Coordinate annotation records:
+ + + +
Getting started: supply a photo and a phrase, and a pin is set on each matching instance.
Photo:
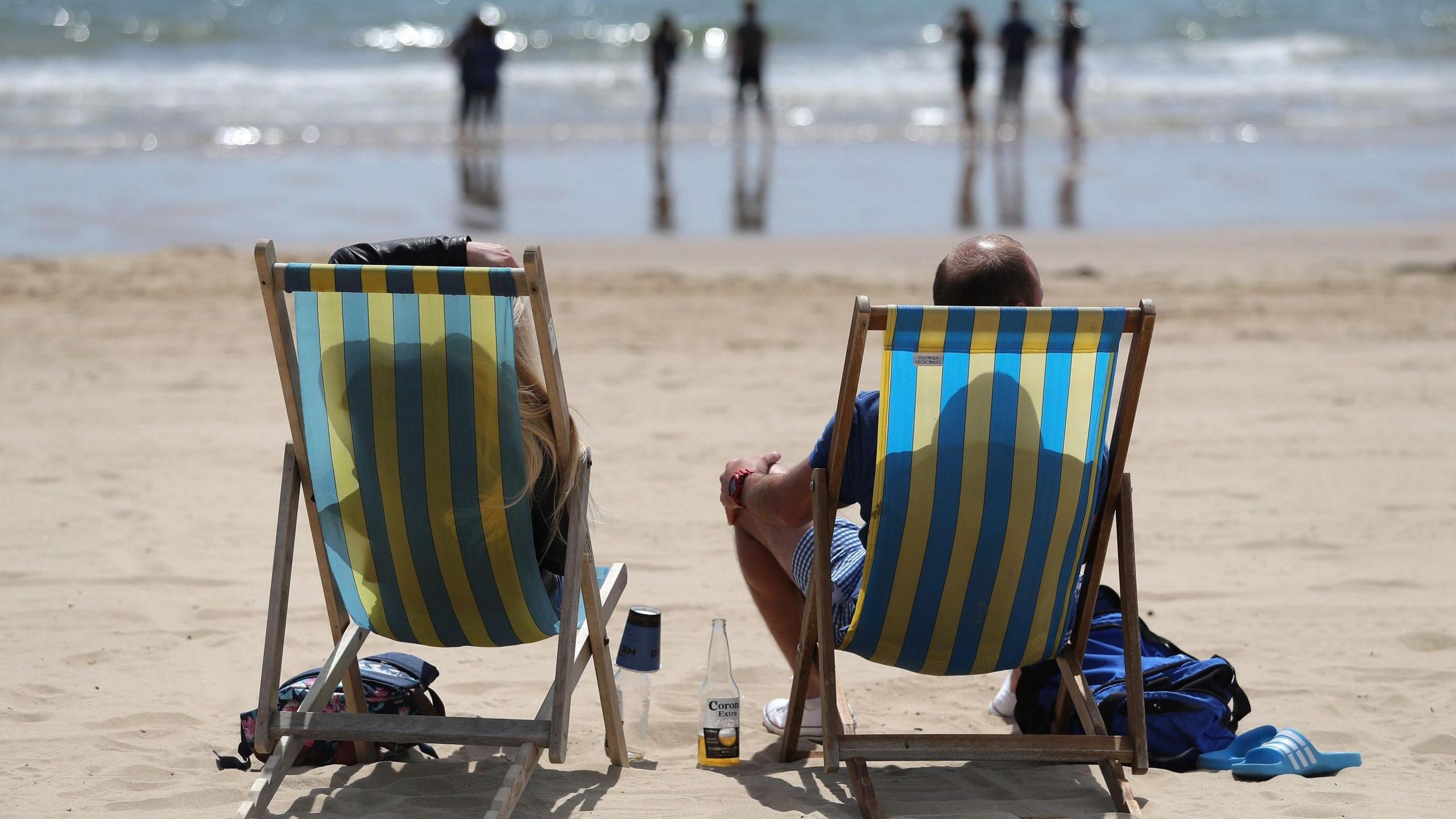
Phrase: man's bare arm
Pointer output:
(781, 498)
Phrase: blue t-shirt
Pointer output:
(858, 484)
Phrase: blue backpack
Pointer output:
(394, 684)
(1193, 706)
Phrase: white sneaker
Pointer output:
(776, 716)
(1004, 704)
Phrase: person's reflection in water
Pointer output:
(481, 205)
(966, 205)
(663, 221)
(1011, 183)
(1068, 188)
(750, 191)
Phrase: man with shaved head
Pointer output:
(769, 504)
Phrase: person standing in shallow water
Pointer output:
(1074, 32)
(1017, 38)
(479, 60)
(663, 55)
(969, 37)
(749, 44)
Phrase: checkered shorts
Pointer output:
(846, 563)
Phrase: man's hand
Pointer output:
(759, 464)
(485, 254)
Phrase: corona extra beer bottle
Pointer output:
(718, 697)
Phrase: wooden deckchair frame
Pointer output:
(817, 631)
(282, 734)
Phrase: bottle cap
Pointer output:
(641, 640)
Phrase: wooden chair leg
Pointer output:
(1132, 634)
(864, 789)
(570, 599)
(800, 688)
(1119, 787)
(277, 601)
(1079, 694)
(318, 697)
(602, 662)
(528, 757)
(825, 620)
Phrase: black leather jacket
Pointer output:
(441, 251)
(449, 251)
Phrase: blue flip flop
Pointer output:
(1241, 745)
(1289, 752)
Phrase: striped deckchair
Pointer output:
(991, 521)
(407, 448)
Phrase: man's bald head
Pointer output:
(987, 271)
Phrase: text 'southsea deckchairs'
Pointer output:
(991, 522)
(407, 445)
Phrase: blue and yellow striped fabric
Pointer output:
(991, 458)
(399, 279)
(414, 444)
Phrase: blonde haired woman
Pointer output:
(549, 477)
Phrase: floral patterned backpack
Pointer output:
(394, 684)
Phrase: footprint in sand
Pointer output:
(1429, 640)
(1442, 744)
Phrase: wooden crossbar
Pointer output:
(518, 273)
(965, 748)
(404, 727)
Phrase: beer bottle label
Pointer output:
(719, 744)
(723, 710)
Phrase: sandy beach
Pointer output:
(1295, 507)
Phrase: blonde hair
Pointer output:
(537, 431)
+ + + +
Reproduce all of the lines above, substituting "Pin locations" for every occurrence of "Pointer output" and leaving everything else unchanged. Omit the picture from your answer.

• **Task output**:
Getting started: supply a photo and a phrase, and a pin is set on each matching instance.
Photo:
Phrase: man's bare arm
Pin locations:
(781, 498)
Phrase: blue t-shirt
Pin locations:
(858, 484)
Phrase: blue backpack
Pin locations:
(394, 684)
(1193, 706)
Phrase: white sneaker
Pin locations:
(776, 716)
(1004, 704)
Phrase: person's reflection in water
Pin locations:
(481, 205)
(966, 205)
(663, 221)
(1011, 183)
(1068, 188)
(750, 191)
Phrase: man with shaved head
Pin locations:
(769, 504)
Phrase: person standing in shallow water
Pin locations:
(1074, 32)
(1017, 38)
(479, 60)
(663, 55)
(969, 37)
(749, 44)
Phrase: checkered shorts
Pin locations:
(846, 563)
Phrase: man's hand
Pin locations:
(759, 464)
(485, 254)
Phrase: corona extra beer bottle
Pin locations:
(718, 697)
Phrase: wooden deckchair frame
Pin locations:
(817, 631)
(282, 734)
Phrase: bottle cap
Pin locations:
(641, 640)
Phrase: wooden chair leg
Pin locations:
(1132, 634)
(864, 789)
(570, 599)
(800, 688)
(1119, 787)
(277, 601)
(1079, 694)
(318, 697)
(602, 662)
(528, 757)
(825, 620)
Phrase: black leather jacket
Pin locations:
(441, 251)
(449, 251)
Phrase: blue flip flop
Pin locations:
(1241, 745)
(1289, 752)
Phrase: striped deckchair
Pin locations:
(991, 521)
(407, 448)
Phrase: man's bald head
Pin locations:
(987, 271)
Phrase: text 'southsea deckchairs'
Pin locations:
(991, 522)
(407, 445)
Phrase: blue and yellow striped fabric
Pin locations:
(991, 458)
(399, 279)
(414, 444)
Phrase: blonde haired woman
Pin locations:
(549, 477)
Phrase: floral patterned backpack
Pin locations:
(394, 684)
Phrase: footprint in sand
Pin locations:
(1429, 640)
(1442, 744)
Phrase: wooden crossbar
Pin locations:
(518, 273)
(965, 748)
(404, 727)
Phrase: beer bottle label
Pin locations:
(719, 744)
(723, 710)
Phrase: sandy beach
Pin locations:
(1295, 507)
Phrase: blonde hair
Pin locations:
(537, 431)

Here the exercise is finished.